What to produce
In the copy, include no images. Reproduce the entries exactly.

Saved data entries
* * *

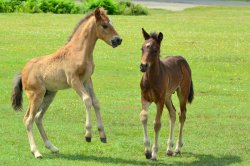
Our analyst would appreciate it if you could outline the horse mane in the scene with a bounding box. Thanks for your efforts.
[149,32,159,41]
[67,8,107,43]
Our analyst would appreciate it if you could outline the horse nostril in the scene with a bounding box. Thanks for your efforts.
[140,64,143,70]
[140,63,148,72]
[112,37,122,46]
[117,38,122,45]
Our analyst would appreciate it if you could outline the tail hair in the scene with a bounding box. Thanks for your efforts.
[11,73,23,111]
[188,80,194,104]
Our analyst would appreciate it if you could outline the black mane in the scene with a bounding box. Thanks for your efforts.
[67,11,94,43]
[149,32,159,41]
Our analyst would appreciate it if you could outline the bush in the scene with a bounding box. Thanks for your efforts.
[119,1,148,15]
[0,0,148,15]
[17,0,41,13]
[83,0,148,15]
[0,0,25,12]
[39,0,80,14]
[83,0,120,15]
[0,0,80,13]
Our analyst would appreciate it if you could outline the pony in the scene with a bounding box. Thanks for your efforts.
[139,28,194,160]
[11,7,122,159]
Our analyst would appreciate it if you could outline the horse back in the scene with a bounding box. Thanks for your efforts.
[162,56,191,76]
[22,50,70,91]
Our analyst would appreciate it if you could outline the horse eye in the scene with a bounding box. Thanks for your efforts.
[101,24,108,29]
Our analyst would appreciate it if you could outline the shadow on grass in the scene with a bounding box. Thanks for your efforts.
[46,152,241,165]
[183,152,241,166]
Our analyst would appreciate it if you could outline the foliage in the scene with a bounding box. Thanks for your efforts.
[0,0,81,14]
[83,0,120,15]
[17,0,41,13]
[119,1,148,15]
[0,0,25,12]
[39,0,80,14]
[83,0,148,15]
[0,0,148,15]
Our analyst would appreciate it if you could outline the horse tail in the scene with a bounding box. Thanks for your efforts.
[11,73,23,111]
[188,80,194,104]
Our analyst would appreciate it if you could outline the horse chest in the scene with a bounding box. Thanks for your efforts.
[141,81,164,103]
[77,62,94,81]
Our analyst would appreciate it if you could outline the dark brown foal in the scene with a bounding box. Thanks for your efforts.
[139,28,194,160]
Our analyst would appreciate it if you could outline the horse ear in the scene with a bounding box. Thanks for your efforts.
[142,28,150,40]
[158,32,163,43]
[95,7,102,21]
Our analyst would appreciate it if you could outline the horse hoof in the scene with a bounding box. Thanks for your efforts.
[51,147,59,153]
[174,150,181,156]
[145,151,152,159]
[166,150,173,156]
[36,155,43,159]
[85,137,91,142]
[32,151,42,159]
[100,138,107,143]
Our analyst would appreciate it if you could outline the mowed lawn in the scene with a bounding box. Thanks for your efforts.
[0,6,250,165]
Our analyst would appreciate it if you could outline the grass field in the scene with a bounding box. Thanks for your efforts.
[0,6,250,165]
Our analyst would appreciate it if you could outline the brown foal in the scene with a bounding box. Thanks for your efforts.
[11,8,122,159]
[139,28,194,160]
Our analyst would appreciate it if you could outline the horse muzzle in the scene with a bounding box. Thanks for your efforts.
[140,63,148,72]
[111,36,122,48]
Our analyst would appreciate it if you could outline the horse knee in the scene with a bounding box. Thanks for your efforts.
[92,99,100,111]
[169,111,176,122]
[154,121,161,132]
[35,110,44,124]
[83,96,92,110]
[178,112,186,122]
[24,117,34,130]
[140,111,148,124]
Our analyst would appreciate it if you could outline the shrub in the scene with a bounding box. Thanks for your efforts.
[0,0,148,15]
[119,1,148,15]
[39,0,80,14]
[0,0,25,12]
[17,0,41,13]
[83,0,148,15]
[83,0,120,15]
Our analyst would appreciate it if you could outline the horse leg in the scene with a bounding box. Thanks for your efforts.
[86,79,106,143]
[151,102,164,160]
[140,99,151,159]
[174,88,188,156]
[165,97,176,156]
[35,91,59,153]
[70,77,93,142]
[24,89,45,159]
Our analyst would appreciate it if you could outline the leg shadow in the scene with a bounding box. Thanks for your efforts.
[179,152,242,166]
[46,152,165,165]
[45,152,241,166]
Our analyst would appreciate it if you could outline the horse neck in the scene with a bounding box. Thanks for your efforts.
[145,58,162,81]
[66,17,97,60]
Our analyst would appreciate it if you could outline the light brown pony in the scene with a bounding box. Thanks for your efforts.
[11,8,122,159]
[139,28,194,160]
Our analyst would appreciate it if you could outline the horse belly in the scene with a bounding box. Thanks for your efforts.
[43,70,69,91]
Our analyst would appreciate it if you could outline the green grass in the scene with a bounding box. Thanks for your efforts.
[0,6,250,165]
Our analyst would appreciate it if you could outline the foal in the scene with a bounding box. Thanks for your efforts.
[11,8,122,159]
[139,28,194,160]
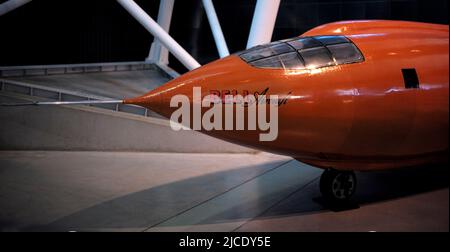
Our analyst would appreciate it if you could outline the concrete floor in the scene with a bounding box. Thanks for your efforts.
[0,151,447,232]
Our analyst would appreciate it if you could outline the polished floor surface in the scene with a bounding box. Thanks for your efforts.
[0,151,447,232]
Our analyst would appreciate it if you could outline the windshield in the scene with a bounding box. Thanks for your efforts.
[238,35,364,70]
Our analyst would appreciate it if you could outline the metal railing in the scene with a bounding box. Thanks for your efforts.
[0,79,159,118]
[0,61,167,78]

* * *

Answer section
Our analyst would appreciate it if you could outline the horse mane in the scene with a bounding box. Thanks for your efforts.
[149,32,159,41]
[67,8,107,43]
Our analyst would appreciate it if you could outline the horse nostril in the scene with a bounding box. Thanks for your efforts.
[140,64,143,70]
[140,63,148,72]
[112,37,122,46]
[117,38,122,45]
Our analyst would appreciate it if you could outline the tail hair in the scene with a bounding box. Thanks for your efforts.
[11,73,23,111]
[188,80,194,104]
Our analyst would appreciate it if you could outline the black mane in the scene with a bounding box. Thanks for your efforts.
[67,11,94,43]
[149,32,159,41]
Our analyst would appreciate it if you could outline the bush in the scene with a bounding box. Thanks for your efforts.
[119,1,148,15]
[0,0,148,15]
[17,0,41,13]
[83,0,148,15]
[0,0,25,12]
[39,0,80,14]
[83,0,120,15]
[0,0,80,13]
Our analyst would appreciate it if you could outline the pony in the scene with a bounding box. Thanks for your efforts.
[139,28,194,160]
[11,7,122,159]
Our analyst would appreciate it if you could outline the horse back in the scene with a bounding box. Thanks for your efforts.
[162,56,191,76]
[22,50,70,91]
Our analyst would appreciate it if you could outline the horse eye in the scene with a bounding box. Thanks for your efforts.
[101,24,108,29]
Our analyst would appreciate it if you could outline the shadow on grass in the scene with a bounding box. Thanks for your efforts.
[46,152,241,165]
[183,152,241,166]
Our analyst would appreciate it if you could outline the foliage in the scene with a bounding box. Thanks for your efforts.
[0,0,81,14]
[83,0,120,15]
[17,0,41,13]
[119,1,148,15]
[0,0,25,12]
[39,0,80,14]
[83,0,148,15]
[0,0,148,15]
Our analyst would appreciate it if you could outline the horse tail in the scene with a bounding box. Thanks for your efforts.
[11,73,23,111]
[188,80,194,104]
Our analyst would appreciate it if you could outline the horse chest in the scene with a bounding box. Thanks for your efforts.
[141,81,164,103]
[77,62,94,81]
Our analyst would appreciate it if you could outline the dark brown foal in the scene with a bounding box. Thanks for your efforts.
[139,28,194,160]
Our analyst would appreciate it if you could outline the horse ear in the scene with a bounding box. Thanks for your efforts.
[142,28,150,40]
[158,32,163,43]
[95,7,102,21]
Our analyst would appreciate it if you could outline the horse hoof in the scene with a bounding box. Thanks for your efforts.
[51,147,59,153]
[174,150,181,156]
[145,151,152,159]
[166,150,173,156]
[36,155,43,159]
[85,137,91,142]
[32,151,42,159]
[100,138,107,143]
Our analyst would appreciate it if you could outline the mowed lawn in the scene with a bounding box. Thanks for your efforts.
[0,6,250,165]
Our analyst would appreciate it if you could outline the grass field in the scene with a bounding box. Thanks for your efforts.
[0,6,250,165]
Our analyst would appreciate it if you could outline the brown foal in the scene with a bounding box. Thanks for your efforts.
[11,8,122,159]
[139,28,194,160]
Our analyst would appreciate it if you could outline the horse muzzle in the scene with a bounding box. Thanks for your efforts.
[140,63,148,72]
[111,36,122,48]
Our analyst would appreciate it if you could outline the horse knee in the scene with a bounding box. Thanks for your efforts.
[92,99,100,111]
[169,111,176,122]
[154,121,161,132]
[35,110,44,124]
[83,96,92,110]
[178,112,186,122]
[24,117,34,130]
[140,111,148,124]
Our analyst would appreciate it if you could outline the shrub in the scene with a bounding box. Thanks for your efforts.
[0,0,148,15]
[119,1,148,15]
[39,0,80,14]
[0,0,25,12]
[17,0,41,13]
[83,0,148,15]
[83,0,120,15]
Our analyst would appreciate it if you could outline the horse leg in the scene with a bounding box. Thanks for your efforts.
[86,79,106,143]
[151,102,164,160]
[140,99,151,159]
[174,88,188,156]
[165,97,176,156]
[35,91,59,153]
[70,77,93,142]
[24,89,45,159]
Our analyst would appreciate it if you could outline the leg shadow in the scene with a bounding box. Thanks for your efforts.
[179,152,242,166]
[46,152,165,165]
[45,152,241,166]
Our analyst would appreciate it if you could outline the horse neck in the scene with a bounding box. Thanks for your efforts.
[145,58,162,81]
[66,17,97,60]
Our analyst would appreciate it if you could outline the light brown pony in the scene with a bounding box. Thanks for your efforts.
[11,8,122,159]
[139,28,194,160]
Our analyst would appreciate it if you could outline the horse belly in the scene with a bounding box. Thanks for your efforts.
[43,70,69,91]
Our analyst would appreciate it if you could outline the green grass in the scene with a bounding box. Thanks for your efforts.
[0,6,250,165]
Our analyst would appreciate it if you could outline the foal in the scene with a bounding box. Thanks for your efforts.
[11,8,122,159]
[139,28,194,160]
Our analyst would appreciate it if you could outline the concrete floor in the scene with a bounding box. Thanks for your efforts.
[0,151,447,232]
Our analyst would appreciate it if you could outline the polished floor surface in the scene with a bounding box. Thanks for your efforts.
[0,151,447,232]
Our analyst would appreciate it if you could outline the windshield in the scene with a bounding box. Thanks for your efforts.
[238,35,364,70]
Our analyst would appreciate it if you could outline the metal railing in the scene with a bounding box. Thanks for your efforts.
[0,79,159,118]
[0,61,167,78]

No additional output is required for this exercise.